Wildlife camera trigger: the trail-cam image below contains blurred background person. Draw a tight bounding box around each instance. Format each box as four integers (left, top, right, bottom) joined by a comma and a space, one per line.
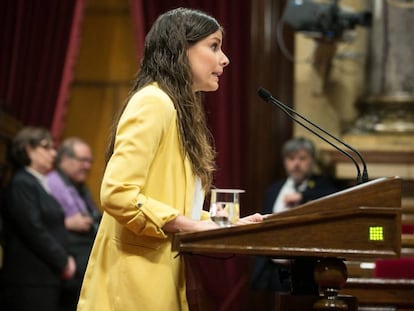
1, 127, 76, 311
47, 137, 101, 311
252, 137, 340, 301
263, 137, 338, 214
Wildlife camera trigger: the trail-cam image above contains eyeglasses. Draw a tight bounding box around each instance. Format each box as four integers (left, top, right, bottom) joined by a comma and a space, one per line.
71, 155, 93, 164
39, 139, 55, 150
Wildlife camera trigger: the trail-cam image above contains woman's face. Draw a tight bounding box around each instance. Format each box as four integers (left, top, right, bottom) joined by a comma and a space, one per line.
188, 30, 230, 92
26, 139, 56, 175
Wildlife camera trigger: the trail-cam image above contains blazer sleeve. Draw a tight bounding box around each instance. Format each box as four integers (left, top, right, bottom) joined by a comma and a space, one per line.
101, 92, 178, 238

= = = = = = =

**Work required**
Rewrite the listing above with every "trail-cam image" changed to "camera-trap photo" and nothing else altered. Leave the pictures out.

**Answer in full**
Wildlife camera trigger: the camera-trap photo below contains blurred background person. Draw a tight bounding box around each instance. Format each box as four integers (left, top, right, bottom) joined by a comma and a space, one per line.
1, 127, 76, 311
47, 137, 101, 311
252, 137, 340, 301
263, 137, 338, 214
Wildlife camera trigger: the camera-trap photo above contains eyeglasses. Draw a tight bounding box around each instance. Format each box as four integers (left, top, right, bottom) joined by a comma and a space, one per line.
71, 155, 93, 164
39, 139, 55, 150
Wildlife camera trigger: the camera-trap photo above contains woman's face. Draw a tight bounding box around each instance. Format each box as four integers (left, top, right, bottom) joined by a comma and a space, one per line.
188, 30, 230, 92
26, 139, 56, 175
Wildlife camera trigger: the camera-trap photo above contains blazer sleeve. Draw a tight bounding box around each instance. Format each box as four integers (left, top, right, bottom) joined by a comma and a space, one per line.
101, 92, 178, 238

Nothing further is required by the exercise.